Task item -
Please give the data again in full, precisely as it is written.

____ Raw data

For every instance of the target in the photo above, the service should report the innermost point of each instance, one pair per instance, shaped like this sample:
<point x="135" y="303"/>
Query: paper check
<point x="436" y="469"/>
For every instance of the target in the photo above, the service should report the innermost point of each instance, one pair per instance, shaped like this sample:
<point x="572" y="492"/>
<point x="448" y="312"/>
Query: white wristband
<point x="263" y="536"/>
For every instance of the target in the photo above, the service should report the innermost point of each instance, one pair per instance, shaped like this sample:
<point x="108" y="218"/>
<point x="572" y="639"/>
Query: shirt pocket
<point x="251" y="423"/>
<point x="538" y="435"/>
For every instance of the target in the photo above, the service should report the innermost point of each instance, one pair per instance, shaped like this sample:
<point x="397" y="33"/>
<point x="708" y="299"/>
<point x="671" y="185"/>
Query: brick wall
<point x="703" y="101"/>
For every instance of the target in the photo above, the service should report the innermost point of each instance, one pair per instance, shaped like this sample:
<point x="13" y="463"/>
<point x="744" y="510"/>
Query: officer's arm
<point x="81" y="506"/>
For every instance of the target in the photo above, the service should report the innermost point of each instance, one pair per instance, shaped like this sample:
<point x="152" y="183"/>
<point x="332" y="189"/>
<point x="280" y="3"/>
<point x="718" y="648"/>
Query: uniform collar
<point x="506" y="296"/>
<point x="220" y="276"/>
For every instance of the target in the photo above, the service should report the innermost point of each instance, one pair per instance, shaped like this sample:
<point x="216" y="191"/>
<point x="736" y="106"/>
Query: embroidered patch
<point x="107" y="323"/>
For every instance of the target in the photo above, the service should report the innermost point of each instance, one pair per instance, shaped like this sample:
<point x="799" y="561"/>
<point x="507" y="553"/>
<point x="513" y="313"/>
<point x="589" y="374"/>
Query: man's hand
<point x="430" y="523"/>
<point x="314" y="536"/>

________

Result of the task -
For every instance of the target in the photo above, the service should report the innermost point of each instance, one pair per instance, shaped like this sample:
<point x="135" y="303"/>
Query: paper check
<point x="436" y="469"/>
For every instance of the target in the photo above, the service should report the innermost point of each instance, one pair per instance, shaped like this sample:
<point x="572" y="492"/>
<point x="448" y="312"/>
Query: white wristband
<point x="263" y="536"/>
For every instance of the target in the photo above, the service should report the innermost point of each instance, one pair per instance, shaped like this sample:
<point x="108" y="218"/>
<point x="572" y="639"/>
Query: shirt pocket
<point x="251" y="423"/>
<point x="538" y="435"/>
For every instance of the target in the photo above, the service should report the innermost point of each instance, one pair per instance, shaped like this sample:
<point x="397" y="33"/>
<point x="708" y="299"/>
<point x="671" y="185"/>
Query: brick wall
<point x="703" y="101"/>
For every instance of the target in the photo above, the service should report the innermost point of each instance, one pair per instance, shaped like this sample:
<point x="13" y="463"/>
<point x="744" y="510"/>
Query: officer's arm
<point x="81" y="506"/>
For every instance of the target in the photo above, the service should report the innermost point of each instance, one pair per instance, shaped like this sample:
<point x="152" y="183"/>
<point x="332" y="189"/>
<point x="280" y="3"/>
<point x="718" y="648"/>
Query: uniform collar
<point x="506" y="296"/>
<point x="220" y="276"/>
For every instance of the target in the photo above, the service should report the innermost point of each instance, one pair per instance, shaped like this sample:
<point x="216" y="191"/>
<point x="736" y="106"/>
Query: embroidered patch
<point x="107" y="323"/>
For every instance of the target in the photo above, the service should report the innermost point of each instance, one pair per instance, shaped like this sample:
<point x="799" y="561"/>
<point x="507" y="553"/>
<point x="513" y="313"/>
<point x="589" y="374"/>
Query: man's hand
<point x="430" y="523"/>
<point x="314" y="536"/>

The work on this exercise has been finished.